## [TEXTAUSZUG]
# Wasserkühlung GTX 980ti SLI



## warawarawiiu (28. Juli 2015)

*Wasserkühlung GTX 980ti SLI*

Hallo,


Ich habe mir vor kurzem einen neuen PC zusammengestellt und bin mit dem auch recht zufrieden.

ALLERDINGS:

Er ist tierisch laut. Das kommt aber grundlegend nur von den 2 Grakas.....und tierisch heiß werden die auch 


Ich würde deshalb gerne die 2 Karten leiser und besser Kühlen mit OC potenzial (nur ein wenig).

Die CPU läuft mit einem Noctua DH 14 selbst übertaktet  wirklich flüsterleise, die Gehäuse Lüfter sind auch kaum zu hören, deshalb suche ich auch NUR nach einer einfachen Kühllösung für die 2 Grafikkarten.



Gibt es ein "Komplettpaket" für um die 500€ mit dem so was machbar ist?
Ich habe noch keine Komponenten dafür.
Davor selber Hand an zu legen scheue ich mich aber auch nicht


----------



## Elzoco (29. Juli 2015)

*AW: Wasserkühlung GTX 980ti SLI*

Welche Ti's hast du denn?
Cpu würde ich trotzdem noch mit einbinden, ein guter Kühler beginnt ab ca 35€


----------



## warawarawiiu (29. Juli 2015)

*AW: Wasserkühlung GTX 980ti SLI*



Elzoco schrieb:


> Welche Ti's hast du denn?
> Cpu würde ich trotzdem noch mit einbinden, ein guter Kühler beginnt ab ca 35€



hallo,

Ich habe die Gainward 980ti Standard 

Ich möchte nach Möglichkeit auch keinen dicken Kasten neben den öV stellen oder Schläuche aus dem Gehäuse hängen haben.

Es gibt bei Alternate hybridkühler, taugen die was?


----------



## Morgoth-Aut (29. Juli 2015)

*AW: Wasserkühlung GTX 980ti SLI*



warawarawiiu schrieb:


> Er ist tierisch laut. Das kommt aber grundlegend nur von den 2 Grakas.....und tierisch heiß werden die auch
> 
> 
> Ich würde deshalb gerne die 2 Karten leiser und besser Kühlen mit OC potenzial (nur ein wenig).



Hi,

Was verstehst du unter "tierisch heiß"?

## [DATENSATZ]
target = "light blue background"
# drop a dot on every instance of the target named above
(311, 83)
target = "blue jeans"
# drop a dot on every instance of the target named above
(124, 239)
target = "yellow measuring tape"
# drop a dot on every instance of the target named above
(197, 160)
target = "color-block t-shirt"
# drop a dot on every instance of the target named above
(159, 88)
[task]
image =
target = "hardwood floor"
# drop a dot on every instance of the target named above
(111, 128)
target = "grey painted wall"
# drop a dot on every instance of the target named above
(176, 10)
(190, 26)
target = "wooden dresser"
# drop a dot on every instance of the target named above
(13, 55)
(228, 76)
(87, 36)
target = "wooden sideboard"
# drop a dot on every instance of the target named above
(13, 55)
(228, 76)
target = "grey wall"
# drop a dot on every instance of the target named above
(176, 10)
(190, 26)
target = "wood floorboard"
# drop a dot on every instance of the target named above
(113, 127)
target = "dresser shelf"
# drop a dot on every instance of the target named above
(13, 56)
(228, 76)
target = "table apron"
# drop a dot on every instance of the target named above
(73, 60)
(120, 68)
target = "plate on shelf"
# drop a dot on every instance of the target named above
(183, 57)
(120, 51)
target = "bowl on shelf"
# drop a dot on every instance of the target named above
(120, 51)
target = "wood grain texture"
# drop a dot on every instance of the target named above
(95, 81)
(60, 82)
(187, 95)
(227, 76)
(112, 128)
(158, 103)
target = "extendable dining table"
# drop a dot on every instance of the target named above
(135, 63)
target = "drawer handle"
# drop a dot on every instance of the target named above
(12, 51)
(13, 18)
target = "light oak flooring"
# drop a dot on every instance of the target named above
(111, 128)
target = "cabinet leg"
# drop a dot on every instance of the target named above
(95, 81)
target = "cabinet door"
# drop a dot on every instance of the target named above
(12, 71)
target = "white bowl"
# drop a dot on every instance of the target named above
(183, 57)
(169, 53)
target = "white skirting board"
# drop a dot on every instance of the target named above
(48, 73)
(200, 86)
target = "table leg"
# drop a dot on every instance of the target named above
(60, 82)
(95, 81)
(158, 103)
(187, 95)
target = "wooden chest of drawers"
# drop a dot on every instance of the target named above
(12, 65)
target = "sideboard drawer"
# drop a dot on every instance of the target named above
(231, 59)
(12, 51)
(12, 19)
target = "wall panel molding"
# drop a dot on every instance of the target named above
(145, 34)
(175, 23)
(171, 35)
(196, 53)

## [AUFGABEN]
A. Beantworte anhand des Threads zur Wasserkühlung diese Fragen:
(i) Mit welchem Kühler läuft laut warawarawiiu die CPU?
(ii) Ab welchem ungefähren Preis beginnt nach Elzoco ein guter CPU-Kühler?
(iii) Welche Grafikkarten besitzt warawarawiiu?
B. Kürze im Thread zur Wasserkühlung den Absatz, der mit „Die CPU läuft mit einem Noctua DH 14“ beginnt, auf einen knappen Satz und behalte seine wesentlichen Angaben.

## [LÖSUNGEN]
A.
(i) Mit einem Noctua DH 14.
(ii) Ab ca. 35 €.
(iii) Die Gainward 980ti Standard.

B. Da die auch übertaktete CPU mit dem Noctua DH 14 flüsterleise läuft und die Gehäuselüfter kaum hörbar sind, wird nur eine einfache Kühllösung für die zwei Grafikkarten gesucht.